Stored data entries:
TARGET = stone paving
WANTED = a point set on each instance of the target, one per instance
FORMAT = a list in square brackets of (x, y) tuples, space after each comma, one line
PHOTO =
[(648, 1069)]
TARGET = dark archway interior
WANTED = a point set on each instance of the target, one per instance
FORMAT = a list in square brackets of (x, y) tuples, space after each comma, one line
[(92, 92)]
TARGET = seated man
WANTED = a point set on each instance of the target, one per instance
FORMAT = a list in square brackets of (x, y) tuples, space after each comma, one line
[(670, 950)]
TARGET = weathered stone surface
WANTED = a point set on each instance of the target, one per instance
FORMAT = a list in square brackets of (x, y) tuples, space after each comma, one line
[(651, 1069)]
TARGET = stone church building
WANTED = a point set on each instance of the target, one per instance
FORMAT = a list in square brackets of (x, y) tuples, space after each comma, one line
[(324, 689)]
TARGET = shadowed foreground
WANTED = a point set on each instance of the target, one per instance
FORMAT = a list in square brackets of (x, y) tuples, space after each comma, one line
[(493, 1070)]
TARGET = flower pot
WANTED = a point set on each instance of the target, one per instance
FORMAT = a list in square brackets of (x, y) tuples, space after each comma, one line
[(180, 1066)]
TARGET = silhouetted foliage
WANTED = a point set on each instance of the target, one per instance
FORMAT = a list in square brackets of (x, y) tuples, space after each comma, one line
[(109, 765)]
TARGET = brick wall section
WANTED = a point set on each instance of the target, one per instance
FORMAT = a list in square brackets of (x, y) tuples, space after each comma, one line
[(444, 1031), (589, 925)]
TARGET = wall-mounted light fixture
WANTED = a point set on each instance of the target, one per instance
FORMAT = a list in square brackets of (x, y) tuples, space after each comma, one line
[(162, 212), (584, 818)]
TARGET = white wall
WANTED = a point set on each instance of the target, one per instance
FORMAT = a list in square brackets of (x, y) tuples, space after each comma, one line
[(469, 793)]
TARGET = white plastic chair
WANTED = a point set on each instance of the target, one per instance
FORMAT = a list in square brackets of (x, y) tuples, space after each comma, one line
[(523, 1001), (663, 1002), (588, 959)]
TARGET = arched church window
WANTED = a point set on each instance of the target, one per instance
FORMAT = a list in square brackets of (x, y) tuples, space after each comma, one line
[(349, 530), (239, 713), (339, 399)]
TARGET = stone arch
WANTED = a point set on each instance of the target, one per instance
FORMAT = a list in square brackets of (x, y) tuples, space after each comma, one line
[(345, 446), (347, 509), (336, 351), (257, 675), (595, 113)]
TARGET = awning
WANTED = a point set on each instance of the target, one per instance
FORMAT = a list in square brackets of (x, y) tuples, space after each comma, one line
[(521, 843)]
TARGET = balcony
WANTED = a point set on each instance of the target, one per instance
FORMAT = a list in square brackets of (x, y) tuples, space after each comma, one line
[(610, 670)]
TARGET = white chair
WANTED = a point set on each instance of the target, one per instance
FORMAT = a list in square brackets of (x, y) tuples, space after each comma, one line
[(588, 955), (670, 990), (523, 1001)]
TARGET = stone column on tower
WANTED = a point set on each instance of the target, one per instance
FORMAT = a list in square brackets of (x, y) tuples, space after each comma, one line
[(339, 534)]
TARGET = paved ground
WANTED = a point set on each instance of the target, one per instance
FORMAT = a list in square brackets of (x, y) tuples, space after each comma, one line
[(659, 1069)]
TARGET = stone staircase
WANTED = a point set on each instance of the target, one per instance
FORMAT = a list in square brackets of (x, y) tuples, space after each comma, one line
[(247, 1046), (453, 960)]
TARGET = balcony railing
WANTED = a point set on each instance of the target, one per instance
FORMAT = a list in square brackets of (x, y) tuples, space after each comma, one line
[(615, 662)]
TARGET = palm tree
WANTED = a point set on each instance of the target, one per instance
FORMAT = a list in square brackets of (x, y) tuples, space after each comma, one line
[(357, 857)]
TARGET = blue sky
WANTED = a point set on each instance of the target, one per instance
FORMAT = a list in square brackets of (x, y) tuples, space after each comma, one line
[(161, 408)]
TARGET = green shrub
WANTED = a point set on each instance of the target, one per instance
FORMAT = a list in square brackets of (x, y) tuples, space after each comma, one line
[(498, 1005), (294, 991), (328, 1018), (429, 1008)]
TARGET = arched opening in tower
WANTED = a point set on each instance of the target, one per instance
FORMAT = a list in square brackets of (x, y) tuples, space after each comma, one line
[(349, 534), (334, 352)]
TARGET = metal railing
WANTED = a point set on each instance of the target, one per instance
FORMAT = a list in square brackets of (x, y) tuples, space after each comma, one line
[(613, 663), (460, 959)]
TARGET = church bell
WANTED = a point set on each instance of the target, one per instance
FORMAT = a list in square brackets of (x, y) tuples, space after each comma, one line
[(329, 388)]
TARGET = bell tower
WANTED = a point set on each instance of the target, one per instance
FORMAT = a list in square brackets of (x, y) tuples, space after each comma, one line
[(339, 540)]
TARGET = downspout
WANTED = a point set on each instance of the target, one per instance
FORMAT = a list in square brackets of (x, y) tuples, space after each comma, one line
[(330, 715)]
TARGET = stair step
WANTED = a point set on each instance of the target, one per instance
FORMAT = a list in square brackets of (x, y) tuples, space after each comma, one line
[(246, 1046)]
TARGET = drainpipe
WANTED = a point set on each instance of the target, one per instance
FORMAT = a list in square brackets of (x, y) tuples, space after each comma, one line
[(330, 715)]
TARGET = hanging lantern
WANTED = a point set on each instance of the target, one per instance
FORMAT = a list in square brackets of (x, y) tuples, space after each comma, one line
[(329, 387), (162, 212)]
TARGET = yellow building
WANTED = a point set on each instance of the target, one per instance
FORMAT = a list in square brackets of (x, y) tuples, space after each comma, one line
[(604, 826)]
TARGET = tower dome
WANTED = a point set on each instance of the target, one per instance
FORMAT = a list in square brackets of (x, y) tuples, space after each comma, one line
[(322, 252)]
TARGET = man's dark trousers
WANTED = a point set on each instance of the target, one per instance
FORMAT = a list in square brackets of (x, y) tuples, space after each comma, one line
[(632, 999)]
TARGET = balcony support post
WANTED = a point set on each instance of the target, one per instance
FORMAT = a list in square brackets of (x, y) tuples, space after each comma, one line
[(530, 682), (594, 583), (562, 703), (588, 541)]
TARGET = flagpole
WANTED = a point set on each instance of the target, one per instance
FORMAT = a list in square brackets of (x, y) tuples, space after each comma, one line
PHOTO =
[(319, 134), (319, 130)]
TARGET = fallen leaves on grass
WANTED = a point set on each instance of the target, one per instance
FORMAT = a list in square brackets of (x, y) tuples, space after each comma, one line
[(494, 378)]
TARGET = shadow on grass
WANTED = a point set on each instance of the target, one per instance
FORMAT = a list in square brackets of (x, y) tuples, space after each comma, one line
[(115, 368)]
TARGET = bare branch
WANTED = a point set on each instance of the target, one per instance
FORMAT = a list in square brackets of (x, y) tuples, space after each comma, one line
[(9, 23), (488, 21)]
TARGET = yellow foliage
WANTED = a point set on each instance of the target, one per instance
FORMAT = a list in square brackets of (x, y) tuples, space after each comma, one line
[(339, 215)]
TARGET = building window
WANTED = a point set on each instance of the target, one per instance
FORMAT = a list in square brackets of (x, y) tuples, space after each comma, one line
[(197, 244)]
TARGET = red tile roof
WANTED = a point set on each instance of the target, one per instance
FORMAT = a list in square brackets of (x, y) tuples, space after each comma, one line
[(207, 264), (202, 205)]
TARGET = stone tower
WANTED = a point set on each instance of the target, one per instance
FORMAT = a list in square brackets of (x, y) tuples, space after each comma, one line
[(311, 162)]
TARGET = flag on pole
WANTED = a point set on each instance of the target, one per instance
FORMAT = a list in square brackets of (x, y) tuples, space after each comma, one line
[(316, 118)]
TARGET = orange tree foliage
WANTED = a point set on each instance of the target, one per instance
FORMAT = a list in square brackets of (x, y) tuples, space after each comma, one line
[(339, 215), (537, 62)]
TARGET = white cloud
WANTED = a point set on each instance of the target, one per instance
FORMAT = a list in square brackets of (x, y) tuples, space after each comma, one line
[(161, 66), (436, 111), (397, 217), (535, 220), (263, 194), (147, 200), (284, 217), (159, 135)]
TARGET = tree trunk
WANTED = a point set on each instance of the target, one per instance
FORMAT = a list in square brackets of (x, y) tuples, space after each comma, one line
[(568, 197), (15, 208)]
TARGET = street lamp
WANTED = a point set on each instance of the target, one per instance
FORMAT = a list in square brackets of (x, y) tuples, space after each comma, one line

* **Assignment**
Among the lines above, which ones include the word "building"? Copy them.

* **Answer space**
TARGET = stone church building
TARGET = yellow building
TARGET = building window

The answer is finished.